• Text
★ ★ ★ ★
The Pan American Petroleum and Transport Company (PAT) was an oil company founded in 1916 by the American oil tycoon Edward L. Doheny after he had made a huge oil strike in Mexico. Pan American profited from fuel demand during World War I, and from the subsequent growth in use of automobiles. For several years Pan American was the largest American oil company, with holdings in the United States, Mexico, Colombia and Venezuela. In 1924 Pan American was involved in the Teapot Dome scandal over irregularities in the award of a U.S. government oil concession. Standard Oil of Indiana obtained a majority stake in 1925. The company sold its foreign properties to Standard Oil of New Jersey in 1932. What was left of Pan American was merged with Standard Oil of Indiana in 1954 to form Amoco.

Origins

Edward L. Doheny was a prospector who became wealthy  in the 1880s from silver mines in the Black Range of New Mexico.
In 1892 he moved with his family to Los Angeles, where he sank a mine and found oil at the corner of Patton Street and West State Street.
This began an oil boom in Los Angeles. Doheny overextended himself and his company went bankrupt in August 1896.
★ ★ ★ ★
• Records supplied
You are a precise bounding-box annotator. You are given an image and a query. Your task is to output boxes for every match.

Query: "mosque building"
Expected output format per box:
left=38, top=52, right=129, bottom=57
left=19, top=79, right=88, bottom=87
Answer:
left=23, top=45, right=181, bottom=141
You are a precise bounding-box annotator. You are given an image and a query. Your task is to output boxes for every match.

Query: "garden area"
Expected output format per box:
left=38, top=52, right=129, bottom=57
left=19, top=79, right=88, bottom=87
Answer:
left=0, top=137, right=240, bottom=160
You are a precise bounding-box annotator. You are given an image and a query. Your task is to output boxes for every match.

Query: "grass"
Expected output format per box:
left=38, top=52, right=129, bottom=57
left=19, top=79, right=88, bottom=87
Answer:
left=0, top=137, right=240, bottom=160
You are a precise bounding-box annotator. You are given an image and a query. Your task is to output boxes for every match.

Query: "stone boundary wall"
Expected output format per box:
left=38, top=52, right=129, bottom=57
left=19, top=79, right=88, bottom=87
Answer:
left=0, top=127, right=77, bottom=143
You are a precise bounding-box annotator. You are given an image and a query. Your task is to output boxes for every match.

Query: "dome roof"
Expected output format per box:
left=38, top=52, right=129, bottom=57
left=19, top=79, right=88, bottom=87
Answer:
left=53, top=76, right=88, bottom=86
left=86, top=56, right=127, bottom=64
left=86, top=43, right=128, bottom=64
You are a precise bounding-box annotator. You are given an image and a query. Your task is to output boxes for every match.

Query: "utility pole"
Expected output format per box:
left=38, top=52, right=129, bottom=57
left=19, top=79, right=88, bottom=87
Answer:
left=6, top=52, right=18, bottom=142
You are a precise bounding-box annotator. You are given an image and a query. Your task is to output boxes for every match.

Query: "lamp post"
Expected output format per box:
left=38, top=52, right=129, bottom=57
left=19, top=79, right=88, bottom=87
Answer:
★ ★ ★ ★
• The tasks
1) In what year did Standard Oil of Indiana obtain a majority stake in the company, according to the Pan American Petroleum passage?
2) Retype the Pan American Petroleum passage between "The Pan American" and "to form Amoco.", inclusive.
The listing comes from a source unrelated to the Pan American Petroleum passage.

• Answers for the tasks
1) 1925

2)
The Pan American Petroleum and Transport Company (PAT) was an oil company founded in 1916 by the American oil tycoon Edward L. Doheny after he had made a huge oil strike in Mexico. Pan American profited from fuel demand during World War I, and from the subsequent growth in use of automobiles. For several years Pan American was the largest American oil company, with holdings in the United States, Mexico, Colombia and Venezuela. In 1924 Pan American was involved in the Teapot Dome scandal over irregularities in the award of a U.S. government oil concession. Standard Oil of Indiana obtained a majority stake in 1925. The company sold its foreign properties to Standard Oil of New Jersey in 1932. What was left of Pan American was merged with Standard Oil of Indiana in 1954 to form Amoco.